En théorie, on pourrait dire que l’approche législative du Canada est contradictoire parce que nous acceptons un régime qui favorise l’exploitation des femmes dans d’autres pays par crainte d’exploiter les femmes au Canada. En facilitant le recours à une mère porteuse au Canada, le projet de loi réduirait l’exploitation canadienne des femmes dans d’autres pays et serait plus conforme aux principes sous-jacents de la Loi sur la procréation assistée.

J’ai été surprise de constater qu’il n’existe aucune preuve empirique qui justifierait une différence de traitement dans les pays occidentaux entre les mères porteuses rémunérées et les femmes qui deviennent mères porteuses pour des raisons altruistes. Les deux groupes sont vulnérables dans une certaine mesure et doivent être mieux protégés au moyen d’un cadre réglementaire adéquat.

Dans l’enquête de la CBC, le Dr John Kingdom, médecin et professeur à l’Université de Toronto, a déclaré ceci : « Je crois que nous devrions reconnaître que les mères porteuses sont des personnes altruistes et bienveillantes, qui risquent d’être victimes d’un déséquilibre de pouvoir. »

Les données empiriques ont considérablement dissipé les inquiétudes qui se manifestaient au début du processus de procréation assistée concernant le profil type des mères porteuses. On croyait, et certains croient encore, que, dans les pays riches, les mères porteuses étaient des femmes qui formaient une sorte de sous-classe de reproduction visant à répondre aux besoins de riches femmes blanches. Les données montrent que les femmes pauvres, sans éducation et racialisées ne sont pas surreprésentées dans ce groupe. En fait, contrairement à certaines croyances, selon les plus récentes recherches, les mères porteuses types aux États-Unis et dans les pays occidentaux ne sont pas des femmes de couleur pauvres et sans éducation qui forment une sorte de « sous-classe » de reproduction visant à répondre aux besoins de riches femmes blanches.
..............................
§ CONSIGNE
Dans le texte à étudier, relevez la phrase qui commence par « Les données montrent ». Énumérez toutes les caractéristiques qu'elle attribue aux femmes qui ne sont pas surreprésentées parmi les mères porteuses.

Données enregistrées:
..............................
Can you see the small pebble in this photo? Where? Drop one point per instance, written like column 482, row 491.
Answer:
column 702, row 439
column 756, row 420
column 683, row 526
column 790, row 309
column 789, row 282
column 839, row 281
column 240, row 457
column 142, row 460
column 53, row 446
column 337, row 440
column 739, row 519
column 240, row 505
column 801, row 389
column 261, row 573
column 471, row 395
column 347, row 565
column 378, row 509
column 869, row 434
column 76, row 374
..............................
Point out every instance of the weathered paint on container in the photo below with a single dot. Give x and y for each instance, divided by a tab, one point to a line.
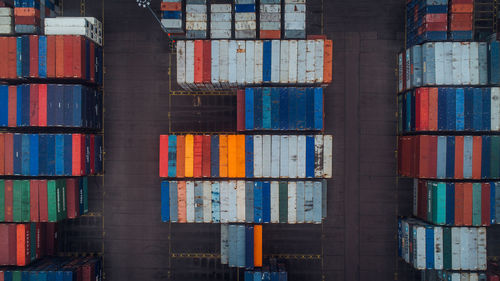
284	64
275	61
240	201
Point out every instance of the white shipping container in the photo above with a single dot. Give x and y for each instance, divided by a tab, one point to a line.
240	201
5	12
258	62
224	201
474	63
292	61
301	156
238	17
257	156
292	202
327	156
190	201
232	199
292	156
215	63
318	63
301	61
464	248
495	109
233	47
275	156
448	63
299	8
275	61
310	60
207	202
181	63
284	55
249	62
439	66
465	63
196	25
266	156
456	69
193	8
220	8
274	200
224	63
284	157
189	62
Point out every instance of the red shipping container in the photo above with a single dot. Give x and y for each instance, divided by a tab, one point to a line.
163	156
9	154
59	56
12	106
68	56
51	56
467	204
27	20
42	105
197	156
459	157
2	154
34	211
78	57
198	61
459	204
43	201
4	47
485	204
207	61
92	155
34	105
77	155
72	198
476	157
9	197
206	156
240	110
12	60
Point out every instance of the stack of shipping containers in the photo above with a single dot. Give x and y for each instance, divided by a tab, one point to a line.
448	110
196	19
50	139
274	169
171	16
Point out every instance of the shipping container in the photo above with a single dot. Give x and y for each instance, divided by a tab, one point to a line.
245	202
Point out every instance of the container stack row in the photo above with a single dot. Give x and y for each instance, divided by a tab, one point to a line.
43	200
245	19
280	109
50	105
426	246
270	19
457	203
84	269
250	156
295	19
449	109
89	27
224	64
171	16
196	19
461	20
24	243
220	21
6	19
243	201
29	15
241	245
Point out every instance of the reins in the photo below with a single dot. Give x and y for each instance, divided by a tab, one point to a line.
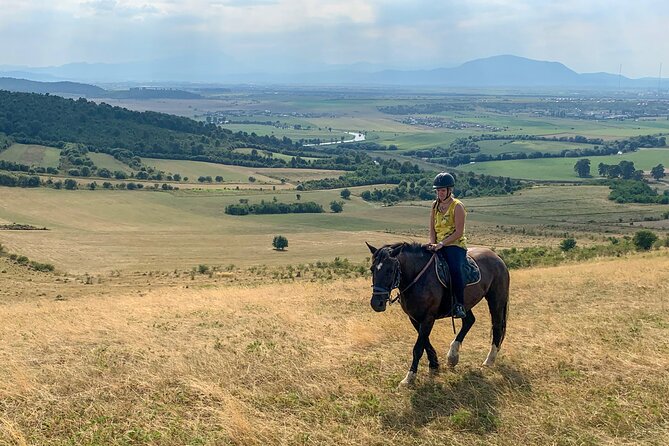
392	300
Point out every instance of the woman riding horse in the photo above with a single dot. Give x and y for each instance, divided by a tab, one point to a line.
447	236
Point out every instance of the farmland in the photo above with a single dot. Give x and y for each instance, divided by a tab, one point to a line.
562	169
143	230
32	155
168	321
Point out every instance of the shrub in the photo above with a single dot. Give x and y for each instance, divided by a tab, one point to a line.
..............................
§ RÉPONSE ATTENDUE
pauvres ; sans éducation ; racialisées